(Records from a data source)

═══

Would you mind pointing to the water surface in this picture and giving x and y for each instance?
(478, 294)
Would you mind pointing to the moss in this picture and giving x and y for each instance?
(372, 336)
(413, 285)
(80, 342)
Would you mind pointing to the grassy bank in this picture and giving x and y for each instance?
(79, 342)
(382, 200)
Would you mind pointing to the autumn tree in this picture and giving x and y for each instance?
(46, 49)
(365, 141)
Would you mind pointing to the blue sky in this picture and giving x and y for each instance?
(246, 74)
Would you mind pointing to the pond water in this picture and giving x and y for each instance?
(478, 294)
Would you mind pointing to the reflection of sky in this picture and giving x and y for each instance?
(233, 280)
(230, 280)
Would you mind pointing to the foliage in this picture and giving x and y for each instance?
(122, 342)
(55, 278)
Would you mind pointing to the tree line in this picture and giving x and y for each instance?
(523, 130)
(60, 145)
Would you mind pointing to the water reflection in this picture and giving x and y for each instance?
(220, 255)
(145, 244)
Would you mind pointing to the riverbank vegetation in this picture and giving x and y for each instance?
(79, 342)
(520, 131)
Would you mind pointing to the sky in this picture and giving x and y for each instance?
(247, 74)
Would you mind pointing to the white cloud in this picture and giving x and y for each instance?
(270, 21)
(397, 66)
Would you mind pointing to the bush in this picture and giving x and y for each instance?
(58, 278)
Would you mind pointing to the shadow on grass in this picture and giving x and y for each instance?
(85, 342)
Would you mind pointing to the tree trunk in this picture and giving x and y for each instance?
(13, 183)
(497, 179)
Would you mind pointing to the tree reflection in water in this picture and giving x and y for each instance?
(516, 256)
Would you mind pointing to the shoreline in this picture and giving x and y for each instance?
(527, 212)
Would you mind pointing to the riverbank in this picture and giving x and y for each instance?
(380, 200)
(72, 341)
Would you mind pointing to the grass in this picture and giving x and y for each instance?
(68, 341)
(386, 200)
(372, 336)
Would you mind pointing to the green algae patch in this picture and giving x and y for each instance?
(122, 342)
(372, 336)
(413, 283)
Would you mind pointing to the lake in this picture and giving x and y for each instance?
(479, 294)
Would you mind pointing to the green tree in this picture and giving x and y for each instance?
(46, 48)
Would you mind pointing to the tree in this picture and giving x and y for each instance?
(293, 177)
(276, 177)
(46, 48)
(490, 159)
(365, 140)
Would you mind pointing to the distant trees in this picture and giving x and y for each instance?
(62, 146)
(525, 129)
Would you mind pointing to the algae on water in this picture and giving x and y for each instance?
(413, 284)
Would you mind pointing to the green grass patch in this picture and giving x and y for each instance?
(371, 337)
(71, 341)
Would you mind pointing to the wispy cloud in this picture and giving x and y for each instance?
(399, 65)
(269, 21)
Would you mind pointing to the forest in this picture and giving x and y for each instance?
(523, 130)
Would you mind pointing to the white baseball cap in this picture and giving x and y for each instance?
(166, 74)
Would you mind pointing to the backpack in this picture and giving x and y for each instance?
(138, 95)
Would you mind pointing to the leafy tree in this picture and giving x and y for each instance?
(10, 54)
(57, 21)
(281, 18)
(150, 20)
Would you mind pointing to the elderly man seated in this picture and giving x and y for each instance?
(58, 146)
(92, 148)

═══

◆ Exercise goal ◆
Set down each entry from above once more, exactly as written.

◆ Result for this exercise ◆
Would you mind pointing to the water surface in this picture and giving x and y for each instance?
(478, 294)
Would you mind pointing to the moss in this picture and giving x and y for each instance?
(372, 336)
(413, 285)
(80, 342)
Would you mind pointing to the grassy bank in this picture and giving x and y for each instance?
(79, 342)
(382, 200)
Would you mind pointing to the autumn tree in this picture and giving x and y for each instance?
(46, 49)
(365, 141)
Would you mind pointing to the blue sky in this picture and giving x and y for each instance?
(246, 74)
Would you mind pointing to the pond water in this picture and giving x and y for each instance?
(478, 294)
Would you mind pointing to the reflection of sky in this picture and giving x and y for each instance?
(233, 280)
(230, 280)
Would you mind pointing to the foliage in this picture and giving x and y for each instance?
(122, 342)
(55, 278)
Would you mind pointing to the tree line in this picture and giving x and y for each instance?
(523, 130)
(60, 145)
Would you mind pointing to the water reflection in this picture and giving x and y for each instance?
(220, 255)
(145, 244)
Would you mind pointing to the riverbank vegetation in this picture and giving x and y for each instance?
(79, 342)
(520, 131)
Would you mind pointing to the sky in this picture and giving x and y for each instance?
(247, 74)
Would you mind pointing to the white cloud in this picture and giving x and y for each instance?
(270, 21)
(397, 66)
Would you mind pointing to the bush in this picture and giving x and y for each instance?
(58, 278)
Would you mind pointing to the shadow on grass in this picture and giving x and y for each instance?
(85, 342)
Would you mind pointing to the tree trunk in this picture and giving x and y for each instance?
(13, 183)
(497, 179)
Would you mind pointing to the tree reflection in water in this picture and giving x and y for each instance?
(516, 256)
Would you mind pointing to the shoreline in this picture and giving x and y for each instance?
(527, 212)
Would you mind pointing to the riverbank in this picture and giving x and y for each instance?
(380, 200)
(72, 341)
Would you mind pointing to the grass in this picture and giving x and y for each instance?
(68, 341)
(386, 200)
(372, 336)
Would you mind pointing to the green algae patch in this picture and giving x and y for each instance?
(122, 342)
(372, 336)
(413, 283)
Would you mind pointing to the lake in this picture and giving x and y for each instance?
(479, 294)
Would you mind pointing to the green tree in this picture and giving x and y for each instance?
(46, 48)
Would you mind pointing to the tree in this picture and giving x and y for each instance?
(293, 177)
(276, 177)
(46, 48)
(490, 159)
(365, 140)
Would you mind pointing to the distant trees in this picture and giving x and y for each instance?
(62, 146)
(525, 129)
Would you mind pointing to the algae on water in this picture and giving x and y for each instance?
(413, 284)
Would you mind pointing to the green grass patch in this picture and giving x and y for each instance?
(371, 337)
(71, 341)
Would you mind pointing to the wispy cloud in this picture and giving x and y for each instance?
(399, 65)
(269, 21)
Would you mind pointing to the forest in this picture and giving x and y for each instance?
(523, 130)
Would you mind pointing to the white baseball cap in this picture and giving x and y for each instance?
(166, 74)
Would you mind pointing to the backpack in this picture and giving x and y for each instance?
(138, 95)
Would you mind pointing to the leafy tree in this picture and giving x and y for each instance?
(10, 54)
(57, 21)
(281, 18)
(150, 20)
Would you mind pointing to the elderly man seated in this picture and giving x and y for each instance?
(58, 146)
(92, 148)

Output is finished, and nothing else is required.